━━━━━ TEXTAUSZUG ━━━━━
Der Abgeordneten Julia Herr,

Genossinnen und Genossen

 

an den Bundesminister für Finanzen

 

betreffend „Transformationsfonds“: Zweites COFAG-Fiasko oder wichtiger Schritt in die klimaneutrale Zukunft?

Am 28. Jänner 2022 berichtete die Kleine Zeitung über ein besonderes Regierungsvorhaben, die Einrichtung eines „Transformationsfonds“: „An einem Strang ziehen Schramböck und Klimaministerin Leonore Gewessler bei einem neu aufgelegten Transformationsfonds für Unternehmen. Konkrete erste Projekte sind für 2023 geplant. Basis für den Fonds wird das Klimaschutzgesetz sein, bei dem man sehr konstruktiv in finalen Verhandlungen sei, wie Gewessler preisgab.“[1]

Nun, Mitte November 2022 gibt es weder ein Klimaschutzgesetz, noch ein Transformationsfondsgesetz, über das dem Vernehmen nach regierungsintern gerungen wurde. Als Lösung wurde gegenüber den Medien einfach behauptet, dass es den Transformationsfonds jetzt doch gäbe. Und tatsächlich sieht das Budget ab 2023 175 Millionen Euro für die Transformation der Industrie im Budget der UG 43 vor (ab 2024 dann 400 Mio. Euro pro Jahr). Und es gibt weitere Mittel in der UG 41 (BMK), der UG 33 (BMAW) und der UG 40 (BMAW), aber keine inhaltliche, gesetzliche Klammer. Wie eine Abstimmung zwischen den unterschiedlichen Budgets und Ministerien erfolgen soll, bleibt unklar.

Zusätzliche finanzielle Mittel, um Österreichs Industrie in eine klimaneutrale Zukunft zu bringen, sind dringend erforderlich. Doch mehr Geld allein garantiert noch lange keinen Erfolg. Dafür braucht es Strategie, klare gesetzliche Vorgaben und Regeln für die Förderung, deren Vergabe und förderberechtigte Unternehmen. Diese sind aktuell noch nicht bekannt. Die vagen Andeutungen in der Novelle des Umweltförderungsgesetzes bringen nicht die nötige Klarheit.
━━━━━
■ IHRE AUFGABEN ■
A) Prüfen Sie, ob die folgenden Aussagen mit dem Auszug zum Transformationsfonds übereinstimmen: (i) Ab 2024 sind 400 Millionen Euro pro Jahr vorgesehen. (ii) Mitte November 2022 liegt ein Klimaschutzgesetz vor. (iii) Mehr Geld allein sichert den Erfolg. Beantworten Sie jede Aussage mit Ja oder Nein und zitieren Sie die entscheidenden Worte des Auszugs wörtlich.
B) Übernehmen Sie aus dem Auszug zum Transformationsfonds einen Abschnitt wortgetreu: Setzen Sie bei den Worten „Der Abgeordneten Julia“ ein und hören Sie nach den Worten „die klimaneutrale Zukunft?“ auf.
━━━━━ DATENÜBERSICHT ━━━━━
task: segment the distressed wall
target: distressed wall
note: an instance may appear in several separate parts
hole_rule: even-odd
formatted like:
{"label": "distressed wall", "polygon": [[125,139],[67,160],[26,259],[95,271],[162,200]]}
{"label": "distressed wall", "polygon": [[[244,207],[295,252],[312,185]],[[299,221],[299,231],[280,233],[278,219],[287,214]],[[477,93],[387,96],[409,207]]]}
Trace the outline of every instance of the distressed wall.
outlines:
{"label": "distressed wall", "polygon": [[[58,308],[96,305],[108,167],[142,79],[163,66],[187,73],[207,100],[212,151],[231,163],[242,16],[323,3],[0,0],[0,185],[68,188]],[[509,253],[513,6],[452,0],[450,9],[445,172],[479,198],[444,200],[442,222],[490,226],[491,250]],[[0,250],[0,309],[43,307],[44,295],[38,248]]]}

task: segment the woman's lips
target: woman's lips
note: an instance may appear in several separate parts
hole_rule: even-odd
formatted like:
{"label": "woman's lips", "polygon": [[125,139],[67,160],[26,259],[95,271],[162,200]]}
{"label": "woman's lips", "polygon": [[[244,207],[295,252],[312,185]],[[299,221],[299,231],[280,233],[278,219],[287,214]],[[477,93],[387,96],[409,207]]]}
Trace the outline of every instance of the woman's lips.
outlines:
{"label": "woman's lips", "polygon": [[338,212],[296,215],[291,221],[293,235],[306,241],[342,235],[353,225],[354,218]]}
━━━━━
■ GEORDNETE ANTWORTEN ■
A)
(i) Ja: „(ab 2024 dann 400 Mio. Euro pro Jahr)“
(ii) Nein: „Nun, Mitte November 2022 gibt es weder ein Klimaschutzgesetz, noch ein Transformationsfondsgesetz“
(iii) Nein: „Doch mehr Geld allein garantiert noch lange keinen Erfolg.“

B)
Der Abgeordneten Julia Herr,

Genossinnen und Genossen

 

an den Bundesminister für Finanzen

 

betreffend „Transformationsfonds“: Zweites COFAG-Fiasko oder wichtiger Schritt in die klimaneutrale Zukunft?